* Problem to solve *
Reproduce the entries from the start of the records through the line containing "point(78, 78)", swapping "paved plaza" for "public square" and leaving everything else unchanged.
** Begin Data for the task **
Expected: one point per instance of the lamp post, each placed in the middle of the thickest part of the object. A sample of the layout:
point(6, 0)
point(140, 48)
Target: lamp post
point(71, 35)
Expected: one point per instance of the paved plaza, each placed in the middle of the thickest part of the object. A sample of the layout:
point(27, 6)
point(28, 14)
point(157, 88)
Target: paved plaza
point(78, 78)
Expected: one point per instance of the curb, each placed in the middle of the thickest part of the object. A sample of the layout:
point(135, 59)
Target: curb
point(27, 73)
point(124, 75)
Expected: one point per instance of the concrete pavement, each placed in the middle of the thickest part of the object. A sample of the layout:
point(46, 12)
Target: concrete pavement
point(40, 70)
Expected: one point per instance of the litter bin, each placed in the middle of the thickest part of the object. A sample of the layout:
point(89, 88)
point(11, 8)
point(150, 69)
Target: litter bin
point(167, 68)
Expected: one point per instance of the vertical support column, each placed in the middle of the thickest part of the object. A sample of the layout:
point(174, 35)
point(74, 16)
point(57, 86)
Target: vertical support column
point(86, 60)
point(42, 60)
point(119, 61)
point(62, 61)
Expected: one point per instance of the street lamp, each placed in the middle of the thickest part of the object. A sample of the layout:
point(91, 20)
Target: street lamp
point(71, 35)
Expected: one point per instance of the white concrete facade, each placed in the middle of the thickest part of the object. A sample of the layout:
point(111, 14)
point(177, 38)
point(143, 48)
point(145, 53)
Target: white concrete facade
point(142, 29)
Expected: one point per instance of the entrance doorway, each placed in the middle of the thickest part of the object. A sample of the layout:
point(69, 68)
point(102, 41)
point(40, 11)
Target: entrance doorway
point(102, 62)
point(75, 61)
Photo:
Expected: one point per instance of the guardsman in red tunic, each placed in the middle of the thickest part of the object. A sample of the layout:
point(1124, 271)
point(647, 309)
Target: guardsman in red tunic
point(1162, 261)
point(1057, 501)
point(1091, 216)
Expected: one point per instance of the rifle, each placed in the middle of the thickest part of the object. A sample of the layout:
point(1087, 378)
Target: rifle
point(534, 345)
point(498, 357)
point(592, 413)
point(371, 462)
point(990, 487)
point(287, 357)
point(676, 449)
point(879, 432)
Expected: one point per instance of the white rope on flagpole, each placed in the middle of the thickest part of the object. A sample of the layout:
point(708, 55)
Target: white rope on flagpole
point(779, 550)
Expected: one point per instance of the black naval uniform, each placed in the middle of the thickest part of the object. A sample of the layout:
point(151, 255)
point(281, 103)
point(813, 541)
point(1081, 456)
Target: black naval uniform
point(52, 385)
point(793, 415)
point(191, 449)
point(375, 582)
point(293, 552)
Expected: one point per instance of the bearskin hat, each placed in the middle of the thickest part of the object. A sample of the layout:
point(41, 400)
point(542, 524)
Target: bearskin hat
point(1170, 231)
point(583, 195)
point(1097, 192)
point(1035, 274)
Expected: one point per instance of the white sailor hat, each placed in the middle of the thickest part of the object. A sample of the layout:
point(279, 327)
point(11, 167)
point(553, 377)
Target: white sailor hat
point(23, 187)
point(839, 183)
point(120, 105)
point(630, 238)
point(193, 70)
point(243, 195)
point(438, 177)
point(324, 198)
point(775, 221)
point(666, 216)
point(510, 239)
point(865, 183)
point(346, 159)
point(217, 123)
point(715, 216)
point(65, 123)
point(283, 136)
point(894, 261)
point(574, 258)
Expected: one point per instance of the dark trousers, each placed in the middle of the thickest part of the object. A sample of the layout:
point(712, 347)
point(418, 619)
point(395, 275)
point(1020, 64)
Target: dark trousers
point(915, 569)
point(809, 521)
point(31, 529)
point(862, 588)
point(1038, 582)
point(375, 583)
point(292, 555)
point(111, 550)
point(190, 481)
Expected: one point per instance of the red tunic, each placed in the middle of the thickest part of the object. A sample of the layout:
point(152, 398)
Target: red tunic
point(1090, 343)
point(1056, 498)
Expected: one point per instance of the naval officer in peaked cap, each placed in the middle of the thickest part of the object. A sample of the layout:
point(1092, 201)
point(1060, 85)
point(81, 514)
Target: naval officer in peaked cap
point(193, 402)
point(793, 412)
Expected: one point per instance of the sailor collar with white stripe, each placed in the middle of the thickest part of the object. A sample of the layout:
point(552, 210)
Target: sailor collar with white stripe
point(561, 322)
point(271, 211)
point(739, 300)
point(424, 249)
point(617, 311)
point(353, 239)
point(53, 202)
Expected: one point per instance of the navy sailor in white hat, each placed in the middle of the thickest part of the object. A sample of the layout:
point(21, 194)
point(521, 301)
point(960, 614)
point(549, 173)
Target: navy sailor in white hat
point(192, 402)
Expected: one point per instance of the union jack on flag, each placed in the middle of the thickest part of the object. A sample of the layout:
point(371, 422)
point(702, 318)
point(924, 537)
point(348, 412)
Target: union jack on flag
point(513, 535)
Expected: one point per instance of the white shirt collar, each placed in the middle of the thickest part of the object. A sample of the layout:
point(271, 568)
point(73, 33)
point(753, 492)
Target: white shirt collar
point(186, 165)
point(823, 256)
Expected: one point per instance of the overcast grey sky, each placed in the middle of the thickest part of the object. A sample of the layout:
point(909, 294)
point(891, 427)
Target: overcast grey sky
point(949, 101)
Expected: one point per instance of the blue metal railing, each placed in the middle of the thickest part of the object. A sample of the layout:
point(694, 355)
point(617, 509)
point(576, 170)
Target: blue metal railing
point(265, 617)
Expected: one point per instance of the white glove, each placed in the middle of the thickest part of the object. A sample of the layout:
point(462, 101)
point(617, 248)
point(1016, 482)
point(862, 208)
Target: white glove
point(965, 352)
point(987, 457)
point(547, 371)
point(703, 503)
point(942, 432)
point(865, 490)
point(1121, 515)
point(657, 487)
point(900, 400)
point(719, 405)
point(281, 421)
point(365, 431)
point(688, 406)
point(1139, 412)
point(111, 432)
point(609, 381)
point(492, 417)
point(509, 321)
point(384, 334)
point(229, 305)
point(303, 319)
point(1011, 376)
** End Data for the task **
* Task output *
Expected: one point per instance of the lamp post, each placed in the middle of the thickest part of the object. A sample of the layout:
point(6, 0)
point(140, 48)
Target: lamp post
point(71, 35)
Expected: one point per instance of the public square, each placed in the middle of the thickest part of the object. A sample of the layout:
point(27, 6)
point(28, 14)
point(157, 88)
Target: public square
point(78, 78)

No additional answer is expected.